--- start of EXERCISE MATERIALS ---
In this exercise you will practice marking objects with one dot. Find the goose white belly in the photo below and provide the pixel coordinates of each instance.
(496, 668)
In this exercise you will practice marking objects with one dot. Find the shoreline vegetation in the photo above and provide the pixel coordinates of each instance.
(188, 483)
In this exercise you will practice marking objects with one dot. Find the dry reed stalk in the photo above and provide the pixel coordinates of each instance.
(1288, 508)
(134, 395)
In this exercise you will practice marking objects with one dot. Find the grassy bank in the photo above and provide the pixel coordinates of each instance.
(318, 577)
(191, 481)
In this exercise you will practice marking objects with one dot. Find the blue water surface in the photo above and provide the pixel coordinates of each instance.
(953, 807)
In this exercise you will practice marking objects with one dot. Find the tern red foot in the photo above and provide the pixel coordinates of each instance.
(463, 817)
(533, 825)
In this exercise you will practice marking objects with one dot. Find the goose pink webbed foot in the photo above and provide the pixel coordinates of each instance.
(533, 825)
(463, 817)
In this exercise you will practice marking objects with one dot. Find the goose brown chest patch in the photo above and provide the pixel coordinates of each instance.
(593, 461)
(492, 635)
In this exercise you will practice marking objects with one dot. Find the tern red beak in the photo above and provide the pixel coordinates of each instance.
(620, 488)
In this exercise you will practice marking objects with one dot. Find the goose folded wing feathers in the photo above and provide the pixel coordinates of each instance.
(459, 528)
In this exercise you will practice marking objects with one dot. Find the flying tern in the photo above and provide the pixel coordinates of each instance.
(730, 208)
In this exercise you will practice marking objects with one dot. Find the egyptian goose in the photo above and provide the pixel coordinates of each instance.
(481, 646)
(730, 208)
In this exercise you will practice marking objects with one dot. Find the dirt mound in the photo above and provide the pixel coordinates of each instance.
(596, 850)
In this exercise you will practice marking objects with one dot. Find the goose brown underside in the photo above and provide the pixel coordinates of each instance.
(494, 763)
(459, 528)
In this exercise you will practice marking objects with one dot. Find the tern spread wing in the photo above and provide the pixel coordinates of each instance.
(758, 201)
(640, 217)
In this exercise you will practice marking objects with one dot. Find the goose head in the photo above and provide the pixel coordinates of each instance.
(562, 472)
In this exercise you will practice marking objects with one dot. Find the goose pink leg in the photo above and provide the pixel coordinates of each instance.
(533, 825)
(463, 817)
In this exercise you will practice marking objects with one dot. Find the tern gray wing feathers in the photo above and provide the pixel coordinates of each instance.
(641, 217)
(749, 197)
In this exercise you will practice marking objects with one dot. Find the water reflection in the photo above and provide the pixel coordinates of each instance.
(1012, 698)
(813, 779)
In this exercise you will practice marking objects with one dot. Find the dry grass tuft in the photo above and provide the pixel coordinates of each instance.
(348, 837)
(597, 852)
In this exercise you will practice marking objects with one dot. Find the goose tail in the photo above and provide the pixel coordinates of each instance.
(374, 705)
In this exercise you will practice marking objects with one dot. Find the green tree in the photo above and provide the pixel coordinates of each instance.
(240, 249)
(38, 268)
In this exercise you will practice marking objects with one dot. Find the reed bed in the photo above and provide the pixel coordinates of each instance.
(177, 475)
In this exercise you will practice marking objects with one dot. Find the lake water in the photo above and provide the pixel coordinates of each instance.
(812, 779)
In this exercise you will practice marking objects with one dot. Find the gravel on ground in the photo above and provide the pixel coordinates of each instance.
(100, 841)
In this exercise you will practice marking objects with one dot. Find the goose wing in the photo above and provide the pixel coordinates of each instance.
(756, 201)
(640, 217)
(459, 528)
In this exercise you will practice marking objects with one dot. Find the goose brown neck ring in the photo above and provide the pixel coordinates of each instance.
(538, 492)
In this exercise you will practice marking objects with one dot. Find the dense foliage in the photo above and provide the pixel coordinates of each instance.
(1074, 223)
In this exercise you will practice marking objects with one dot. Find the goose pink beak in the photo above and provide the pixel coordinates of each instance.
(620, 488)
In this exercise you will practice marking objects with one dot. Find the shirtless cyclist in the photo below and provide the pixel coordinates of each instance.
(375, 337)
--- end of EXERCISE MATERIALS ---
PROBLEM DETAILS:
Transcribe the material above in its entirety. Match it exactly.

THE RESULT:
In this exercise you will practice marking objects with one dot. Find the goose white belly in the photo below and provide the pixel coordinates of each instance.
(496, 668)
In this exercise you will practice marking objects with one dot. Find the shoreline vegetation in the photo above and provide the pixel coordinates of each instance.
(188, 483)
In this exercise you will practice marking objects with one dot. Find the dry reed stalk in the photo above and provide the pixel coordinates of each instance.
(1288, 508)
(134, 395)
In this exercise you will practice marking objects with one dot. Find the grassy bank in the photo above and provide the pixel coordinates of each instance.
(318, 577)
(191, 481)
In this exercise you will practice marking objects with one dot. Find the blue water surface in the photo above and provide the pixel coordinates of each instance.
(953, 807)
In this exercise you will practice marking objects with one dot. Find the tern red foot in the photo above and provide the pixel coordinates of each instance.
(463, 817)
(533, 825)
In this exercise you will practice marking objects with one dot. Find the goose pink webbed foot in the photo above and provide the pixel coordinates of each instance.
(533, 825)
(463, 817)
In this exercise you will practice marking objects with one dot. Find the goose brown chest patch in the photo above and provide the pixel coordinates of each instance.
(593, 461)
(492, 635)
In this exercise you will practice marking objects with one dot. Find the tern red beak in the photo above and provide the pixel coordinates of each instance.
(620, 488)
In this exercise you will practice marking objects with one dot. Find the goose folded wing feathers in the photo above and provide the pixel coordinates of each instance.
(459, 528)
In this exercise you will practice marking objects with one dot. Find the flying tern in the photo above and provide the pixel coordinates of each instance.
(730, 208)
In this exercise you will practice marking objects with one dot. Find the egyptian goose in the photo above and provide the pixel coordinates of each instance.
(481, 646)
(730, 208)
In this exercise you will practice marking objects with one dot. Find the dirt mound in the photo above and provide the pixel coordinates of each instance.
(596, 850)
In this exercise you will practice marking objects with one dot. Find the goose brown underside in the photo above and provide the pixel coordinates of each instance.
(494, 763)
(459, 528)
In this exercise you will practice marking objects with one dot. Find the tern spread wing in the photo above and provide the pixel coordinates of each instance.
(758, 201)
(640, 217)
In this exercise you will practice marking objects with one dot. Find the goose head in the photo above and provide the pixel coordinates of each instance.
(562, 472)
In this exercise you will practice marking objects with one dot. Find the goose pink leg in the photo above and provide the pixel coordinates of each instance.
(533, 825)
(463, 817)
In this exercise you will practice marking objects with one dot. Find the tern gray wing feathers in the photo above and provide the pixel coordinates of each instance.
(641, 217)
(749, 197)
In this exercise you will practice marking objects with one dot. Find the water reflection in the photo above and provide the pixel coordinates of each instance.
(1012, 698)
(813, 779)
In this exercise you will practice marking objects with one dot. Find the dry grass tuft in the photo above and provide the pixel coordinates of each instance.
(348, 837)
(597, 852)
In this exercise you will practice marking objects with one dot. Find the goose tail in the photo above and provide the pixel coordinates of each instance.
(374, 705)
In this exercise you will practice marking objects with one dot. Find the green tree in the photo above and provide the pixel coordinates of each instance.
(240, 249)
(38, 268)
In this exercise you will practice marking objects with one dot. Find the reed bed in the photo above and provide the pixel coordinates of each instance.
(177, 475)
In this exercise you will practice marking objects with one dot. Find the lake water in the photo above and provide the pixel coordinates of each instance.
(812, 779)
In this exercise you will practice marking objects with one dot. Find the gravel on ground in the photo above and provide the pixel coordinates of each instance.
(100, 841)
In this exercise you will practice marking objects with one dot. Find the goose wing in the photo above and provide the pixel coordinates of each instance.
(756, 201)
(640, 217)
(459, 528)
In this exercise you will practice marking objects with one dot. Find the goose brown neck ring in the photo above and provide the pixel coordinates of each instance.
(538, 492)
In this exercise you will practice marking objects with one dot. Find the dense foliage in the photo above and provide the pixel coordinates of each instance.
(1074, 223)
In this exercise you will practice marking objects with one dot. Find the goose pink beak in the photo above and provide the pixel coordinates of each instance.
(620, 488)
In this exercise you will practice marking objects with one dot. Find the shirtless cyclist in the photo below and provide the pixel coordinates of each instance.
(375, 337)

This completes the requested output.